→ Brano estratto

┏━━

F.M.: Stare al buio ci permette di affinare la vista, di riconoscere quella parte delle cose che si fa invisibile nella luce. Avvicina i nostri occhi a quelli degli animali, aperti a captare le vibrazioni della materia. E, come afferma Agamben, ci permette di cogliere i segnali di qualcosa che è in viaggio verso di noi, di una luce ancora non percepibile: un messaggio che proviene da un tempo altro, dall’origine. Soltanto nella sua prossimità possiamo essere davvero presenti al nostro tempo, capaci di riconoscervi ciò che ancora rinasce. Questa costante presenza del buio e della luce mi era stata fatta notare già dal mio primo libro, Mala kruna.
Credo sia al centro della mia scrittura, anche se in quest’ultimo libro, probabilmente, lo è in modo ancora più forte, perchè fin dal titolo richiama il tema degli occhi, della possibilità di vedere. Quanto più riusciamo ad aprire gli occhi nell’oscuro che portiamo in noi, quanto più siamo, anche se in un modo sempre precario e provvisorio, salvi. Di oscurità si nutrono i nostri demoni, che crescono e tornano a prendere potere sulla nostra vita.
Per esempio, la sequenza Camera oscura contiene frammenti di uno stare nel nero di una relazione riconosciuta, fin dall’epigrafe, un «errore». È in qualche modo un ritorno del tema della sezione eponima del libro, ma con una fondamentale differenza: la presa di coscienza che è avvenuta permette di riconoscere il “negativo” di questa esperienza, portandolo dentro la «camera oscura» della scrittura che può trasformare il buio in visione, in conoscenza. È un guardare da occhi che «non si chiudono» di fronte all’oscuro: anche chiusi, continuano a vedere, a guardare dentro il buio, come in un gioco che facevo da bambina, prima di addormentarmi, fissando le forme e le scie che si componevano e scioglievano dentro le palpebre, e come sto facendo ultimamente, in questo periodo in cui mi sono avvicinata alla pratica della meditazione.
J.T.: Proprio come in fotografia si crea una foto da un negativo, tu cerchi di trarre qualcosa di positivo – una visione – da un’esperienza negativa. La stessa nozione di “camera oscura” informa, non solo la sequenza che hai appena evocato, ma più in generale la tua poetica e la tua visione della creatività poetica. Questa fondamentale dicotomia di negativo e positivo, di oscurità e luce, sta diventando più importante nella tua poesia?
F.M.: Forse sì, perché in Tutti gli occhi che ho aperto ho cercato di affrontare una ferita che è tornata a presentarsi più volte nella mia esistenza, con l’intenzione di vederla e restituirla finalmente all’aperto da cui proviene:
proiettile nel petto
incastonata gemma
a segnarmi di scie
lentamente trapasserai
il tuo bersaglio nel buio del cosmo.

┗━━

→ Voci estratte
┏━━

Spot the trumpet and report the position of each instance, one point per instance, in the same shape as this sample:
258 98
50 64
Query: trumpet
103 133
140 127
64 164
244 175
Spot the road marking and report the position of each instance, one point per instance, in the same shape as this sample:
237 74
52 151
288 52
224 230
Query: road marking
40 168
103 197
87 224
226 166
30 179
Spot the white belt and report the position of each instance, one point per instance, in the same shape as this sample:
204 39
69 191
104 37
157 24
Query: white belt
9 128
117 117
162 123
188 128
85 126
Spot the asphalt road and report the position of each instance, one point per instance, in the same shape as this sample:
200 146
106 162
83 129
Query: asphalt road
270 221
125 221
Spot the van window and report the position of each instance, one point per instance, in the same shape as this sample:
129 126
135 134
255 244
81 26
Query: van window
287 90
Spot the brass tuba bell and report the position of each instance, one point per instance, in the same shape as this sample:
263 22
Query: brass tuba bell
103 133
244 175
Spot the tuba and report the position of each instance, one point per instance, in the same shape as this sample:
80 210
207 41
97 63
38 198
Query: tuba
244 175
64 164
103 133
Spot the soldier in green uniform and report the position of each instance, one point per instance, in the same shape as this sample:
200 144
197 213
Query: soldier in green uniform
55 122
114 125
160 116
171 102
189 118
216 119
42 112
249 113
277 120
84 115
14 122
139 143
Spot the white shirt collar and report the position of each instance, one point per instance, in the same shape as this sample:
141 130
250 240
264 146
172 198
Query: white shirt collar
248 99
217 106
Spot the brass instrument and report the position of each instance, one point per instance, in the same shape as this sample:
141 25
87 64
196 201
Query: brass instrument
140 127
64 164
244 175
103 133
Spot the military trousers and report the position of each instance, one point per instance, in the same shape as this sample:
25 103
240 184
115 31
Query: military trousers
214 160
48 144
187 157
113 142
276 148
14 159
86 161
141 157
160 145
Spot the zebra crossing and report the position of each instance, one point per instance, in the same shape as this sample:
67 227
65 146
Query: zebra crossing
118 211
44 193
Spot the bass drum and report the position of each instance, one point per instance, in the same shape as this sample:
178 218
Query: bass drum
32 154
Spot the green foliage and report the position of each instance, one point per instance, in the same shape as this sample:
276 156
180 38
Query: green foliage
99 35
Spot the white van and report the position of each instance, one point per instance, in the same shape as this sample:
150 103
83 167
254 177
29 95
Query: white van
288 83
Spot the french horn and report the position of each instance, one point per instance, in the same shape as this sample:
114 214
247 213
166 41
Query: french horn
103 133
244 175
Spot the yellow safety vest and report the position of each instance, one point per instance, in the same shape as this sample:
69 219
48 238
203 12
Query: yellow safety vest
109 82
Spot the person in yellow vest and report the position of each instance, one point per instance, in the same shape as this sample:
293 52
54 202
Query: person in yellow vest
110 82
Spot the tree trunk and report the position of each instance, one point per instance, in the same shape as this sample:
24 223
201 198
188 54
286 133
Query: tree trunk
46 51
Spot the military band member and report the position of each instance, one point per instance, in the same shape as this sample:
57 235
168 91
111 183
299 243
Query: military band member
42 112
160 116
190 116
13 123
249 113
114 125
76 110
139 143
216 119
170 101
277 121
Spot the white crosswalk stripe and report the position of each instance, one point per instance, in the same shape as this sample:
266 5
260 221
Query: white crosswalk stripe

┗━━

Prosegui l'intervista sul buio e sulla luce nella scrittura poetica a partire dal punto in cui termina. Le voci raccolte qui non hanno alcun ruolo in questo lavoro.

→ Risposta scritta
La dimensione plurale di questo libro si è generata forse anche da questo desiderio di prendere respiro, e avere altri occhi, altre possibilità di sguardo, non restare inchiodati nella fissità a cui ci consegna il trauma. In questo senso il riconoscersi in viaggio, nello scorrere, è già un movimento oltre il dolore, un ritrovarsi in vita. Tutto il libro è attraversato dal filo sottile di questo volo, di questo migrare, che è quello dello stormo dell’epigrafe iniziale e anche delle prose di Diario di passo in cui torna il tema del viaggio e della condizione di migranti.
Questo titolo, Diario di passo, congiunge i migranti sulla rotta Balcanica all’immagine dello stormo in volo che apre il libro e a quella migrazione a cui siamo chiamati, ogni volta che si trova a compiere “un passo” fondamentale per la propria esistenza, ogni volta in cui si trova di fronte a un valico che lo porta al di là di una montagna, e a un tratto ai suoi occhi si apre un altro paesaggio, un altro orizzonte. Ma si riferisce anche a quel movimento di trasformazione quasi impercettibile, che compiamo ogni giorno, in ogni nostro gesto, in ogni nostro passo.
Questo stato costante di trasmigrazione presiede al formarsi di ogni immagine; torna nella voce femminile finale, che prende parola proprio da un transito (è infatti appena giunta in un luogo indefinito, senza sapere come) e sembra rispondere a quella domanda affiorata nel bosco dove si accampano i migranti: perché sei qui? Il libro si è composto forse proprio attorno a questa domanda che in Diario di passo richiama le ragioni dello scrivere di fronte a una realtà che congela le mani e le parole, e fuori da quella sezione si fa assoluta, chiede la ragione di un’esistenza. Il libro si conclude infatti con un affidamento a una forma di vita: un’esistenza che può finalmente darsi, un possibile inizio.
J.T.: Sto ancora pensando alla “luce” e all’“oscurità”. Abbiamo spesso discusso su come tradurre certe parole italiane apparentemente semplici, come “chiaro”, che non è sempre l’esatto equivalente di “clear”. Concentriamoci su “chiarore”, una parola derivata da “chiaro”. La parola appare tre volte in Tutti gli occhi che ho aperto:
“. . . la nuca obbediva al chiarore come una corolla.” [“. . .my nape was obeying the glimmer like the corolla of a flower.”]
“nel folto una scossa
di chiarore rimasto –a vegliarci
come fitta pioggia che aspetta”
[“within the thicket a jolt
of glimmer left—to watch over us
like heavy rain waiting.”]
“nel chiarore d’inizio
curvi sotto una sacca d’amnio . . .”
[“with the first glimmers,
hunched under an amniotic sack. . .”]
L’immagine qui può essere interpretata metaforicamente, ma si basa anche su percezioni reali. Cos’è questo “chiarore”, che gioca un ruolo benefico in questi brani?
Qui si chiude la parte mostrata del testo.